**Passage given**

......

# does anyone of you have wrist 6" wears pam dial 44?



## toni2 (Oct 19, 2010)

i have wrist 6" do you guys think dial 44mm fit good on my wrist?
post your guys picture with small wrist wearing pam dial 44mm


----------



## handwound (Feb 11, 2006)

IMO, the 44mm would be too big for you. If the ends of the lugs stick out past the edges of your wrist, it's too big.

My wife has a ~6.25" wrist and the 40mm PAMs fit her beautifully.


----------



## stockae92 (Feb 10, 2006)

44mm on 6.5" wrist










i don't wear mine on OEM strap, i think they are too thin.


----------



## mfer (Jun 22, 2007)

My wife with a 45mm Rad. She has a 6" wrist.










The Rad's definately wear smaller


----------



## akira23 (Dec 15, 2009)

mfer said:


> My wife with a 45mm Rad. She has a 6" wrist.
> 
> 
> 
> ...


I have to agree, but I think the 40mm would look better, but for me the 44mm is more my style! Btw, Hi Mfer!

Cheers!


----------



## PSV (May 19, 2009)

Seriously, it is about personal taste as well as your overall body type, but in IMPO, a 44mm (or larger) watch on a 6" wrist looks out-of-place, to put it mildly.


----------



## mikee (Aug 23, 2006)

PSV said:


> Seriously, it is about personal taste as well as your overall body type, but in IMPO, a 44mm (or larger) watch on a 6" wrist looks out-of-place, to put it mildly.


|> 40mm would be perfect.

048 on a tad over 6 1/2 wrist


----------



## toni2 (Oct 19, 2010)

mikee said:


> |> 40mm would be perfect.
> 
> 048 on a tad over 6 1/2 wrist


nice 048 with new strap i like those


----------



## mikee (Aug 23, 2006)

toni2 said:


> nice 048 with new strap i like those


Cheers mate!


----------



## bokbok (Oct 31, 2010)

......

Dataset rows
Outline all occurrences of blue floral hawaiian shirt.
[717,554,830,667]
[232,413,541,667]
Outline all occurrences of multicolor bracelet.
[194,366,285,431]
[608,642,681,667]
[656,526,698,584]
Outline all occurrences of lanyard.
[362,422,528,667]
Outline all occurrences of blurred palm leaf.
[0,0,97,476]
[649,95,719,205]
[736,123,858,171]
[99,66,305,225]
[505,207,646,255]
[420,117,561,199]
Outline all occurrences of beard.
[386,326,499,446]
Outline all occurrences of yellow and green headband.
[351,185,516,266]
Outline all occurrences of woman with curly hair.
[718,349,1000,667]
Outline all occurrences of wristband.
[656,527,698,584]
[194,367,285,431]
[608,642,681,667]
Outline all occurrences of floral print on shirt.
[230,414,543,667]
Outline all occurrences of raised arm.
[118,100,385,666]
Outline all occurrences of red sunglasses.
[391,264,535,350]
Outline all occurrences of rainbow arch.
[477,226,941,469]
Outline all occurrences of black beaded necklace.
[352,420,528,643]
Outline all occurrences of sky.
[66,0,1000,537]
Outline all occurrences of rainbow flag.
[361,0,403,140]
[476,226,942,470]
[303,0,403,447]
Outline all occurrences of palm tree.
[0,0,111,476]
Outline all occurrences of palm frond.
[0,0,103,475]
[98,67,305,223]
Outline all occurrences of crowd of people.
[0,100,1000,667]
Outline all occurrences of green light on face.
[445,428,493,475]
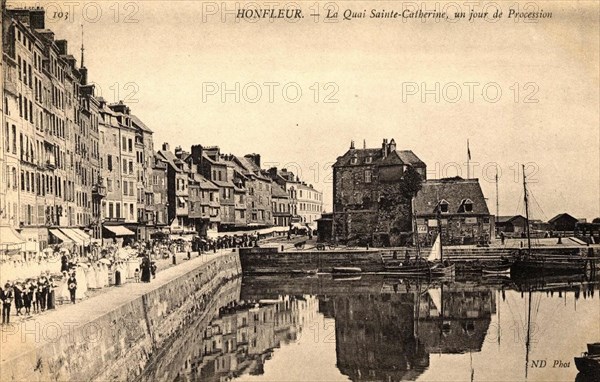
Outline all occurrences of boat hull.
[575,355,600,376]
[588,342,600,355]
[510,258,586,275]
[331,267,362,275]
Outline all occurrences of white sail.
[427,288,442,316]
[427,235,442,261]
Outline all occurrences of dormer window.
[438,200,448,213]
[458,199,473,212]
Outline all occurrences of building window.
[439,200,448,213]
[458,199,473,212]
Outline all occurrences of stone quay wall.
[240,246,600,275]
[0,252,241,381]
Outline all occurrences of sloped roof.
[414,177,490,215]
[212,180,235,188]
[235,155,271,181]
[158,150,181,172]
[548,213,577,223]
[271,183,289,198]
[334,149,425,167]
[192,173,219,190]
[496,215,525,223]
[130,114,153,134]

......

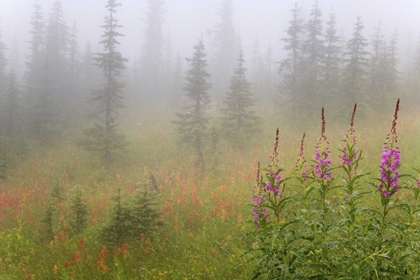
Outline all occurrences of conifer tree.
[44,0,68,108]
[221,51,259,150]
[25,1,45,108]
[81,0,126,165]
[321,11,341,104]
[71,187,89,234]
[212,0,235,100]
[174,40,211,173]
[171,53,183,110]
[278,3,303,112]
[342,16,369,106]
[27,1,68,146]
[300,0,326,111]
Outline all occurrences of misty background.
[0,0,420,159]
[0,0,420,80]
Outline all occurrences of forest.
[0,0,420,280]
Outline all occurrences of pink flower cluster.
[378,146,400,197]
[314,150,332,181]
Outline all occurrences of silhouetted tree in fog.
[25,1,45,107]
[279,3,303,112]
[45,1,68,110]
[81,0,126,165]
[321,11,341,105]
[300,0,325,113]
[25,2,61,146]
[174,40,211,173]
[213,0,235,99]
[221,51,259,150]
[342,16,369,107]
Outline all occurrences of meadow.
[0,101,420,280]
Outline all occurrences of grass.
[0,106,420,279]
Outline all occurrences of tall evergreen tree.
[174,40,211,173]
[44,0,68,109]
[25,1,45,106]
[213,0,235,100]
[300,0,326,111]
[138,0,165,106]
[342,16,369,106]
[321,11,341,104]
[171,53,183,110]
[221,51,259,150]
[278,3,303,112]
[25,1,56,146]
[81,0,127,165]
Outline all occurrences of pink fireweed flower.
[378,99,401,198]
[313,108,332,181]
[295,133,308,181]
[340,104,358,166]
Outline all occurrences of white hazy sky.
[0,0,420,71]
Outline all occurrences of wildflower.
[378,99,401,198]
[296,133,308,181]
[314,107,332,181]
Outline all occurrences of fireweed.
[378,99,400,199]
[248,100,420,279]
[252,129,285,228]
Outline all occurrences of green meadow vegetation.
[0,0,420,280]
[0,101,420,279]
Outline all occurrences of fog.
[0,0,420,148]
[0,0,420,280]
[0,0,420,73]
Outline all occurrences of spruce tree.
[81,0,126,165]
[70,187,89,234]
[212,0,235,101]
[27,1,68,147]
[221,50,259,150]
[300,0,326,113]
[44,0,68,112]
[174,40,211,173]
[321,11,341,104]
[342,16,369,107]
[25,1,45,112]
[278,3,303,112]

......

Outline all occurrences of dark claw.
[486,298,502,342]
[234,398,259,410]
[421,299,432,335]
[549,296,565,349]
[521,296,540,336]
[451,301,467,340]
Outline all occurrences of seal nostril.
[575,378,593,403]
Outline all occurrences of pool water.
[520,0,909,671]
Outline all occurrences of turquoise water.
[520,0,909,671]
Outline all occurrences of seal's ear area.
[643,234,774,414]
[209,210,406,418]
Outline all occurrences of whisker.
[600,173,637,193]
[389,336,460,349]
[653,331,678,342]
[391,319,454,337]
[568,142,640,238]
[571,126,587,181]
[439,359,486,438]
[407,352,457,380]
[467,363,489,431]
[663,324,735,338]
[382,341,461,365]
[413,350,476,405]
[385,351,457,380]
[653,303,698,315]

......

**What you will do**
1. List every distinct username that appears as a post heading in the watch-size thread, in order of first appearance.
2. Substitute "taste" for "style" in the watch-size thread and write out everything from "## akira23 (Dec" down to "Btw, Hi Mfer!".
3. Proceed with the watch-size thread from the point where it stops.

**Solved problems**
1. toni2, handwound, stockae92, mfer, akira23, PSV, mikee, bokbok

2.
## akira23 (Dec 15, 2009)

mfer said:


> My wife with a 45mm Rad. She has a 6" wrist.
> 
> 
> 
> ...


I have to agree, but I think the 40mm would look better, but for me the 44mm is more my taste! Btw, Hi Mfer!

3.
hi i have a panerai sub 1000metres on my skinny looking 7inch wrist and i only had it a few days, and i do think its a bit big but i starting to bond with the sub


----------



## jimyritz (Jan 31, 2008)

I think a 40MM PAM would be your best bet....

The base PAMs are about 53MM lug to lug (top to bottom)

I believe the Radiomirs are shorter lug to lug...

Like someone said, if you don't mind the lugs hanging over your wrist
then go for it....Get a nice custom strap and rock it....


Mike


----------



## Trel (Nov 21, 2009)

I have a 6.25" wrist and I can pull off a Luminor just fine. The width of the strap makes the whole thing look more like a leather cuff-bracelet than a watch. With a narrower strap, it wouldn't look right.

(Finding straps with such a tiny wrist is hard, though. You'd have to go custom.)


----------



## egzbuen (May 1, 2007)

I am with the majority, the 44mms would be too big for a 6" wrist. 40mm is indeed your best bet.

Happy hunting.


----------



## bradleytandet (Dec 11, 2010)

Seems a bit large for a 6" wrist.


----------



## ronniemoe (Mar 19, 2010)

Size is all personel preference. I say try it on and if it feels right.... go for it.


----------



## kbudds32 (Dec 13, 2010)

Seems like that watch might be a bit big for a 6 inch wrist.


----------



## prerid (Feb 6, 2009)

I have a 6 inch wrist. I was also debating on the same issue. 44mm or 40mm. If you are buying one with the steel bracelet, then 40 would suit you best because they tend to bulge on the lugs. If you are buying a leather bracelet, go for either, although the 44mm looks better and fits (with leather bracelet) well even though it is bigger.
By the way, do any friends here know how to increase the size of the wrist. I mean some exercise etc. I know this sounds funny, but I have to pass many watches that are on my list and pretty much obtainable because they look funny and too large when i wear them. Main example being the Panerai 44mm. 
Please help.


----------



## nicktanbt (Aug 2, 2008)

prerid said:


> By the way, do any friends here know how to increase the size of the wrist. I mean some exercise etc. I know this sounds funny, but I have to pass many watches that are on my list and pretty much obtainable because they look funny and too large when i wear them. Main example being the Panerai 44mm.
> Please help.


Well - the exercise should increase the size of your forearm muscles IMHO, but I don't think you can do anything to increase the size of your wrists directly.


----------



## prerid (Feb 6, 2009)

nicktanbt said:


> Well - the exercise should increase the size of your forearm muscles IMHO, but I don't think you can do anything to increase the size of your wrists directly.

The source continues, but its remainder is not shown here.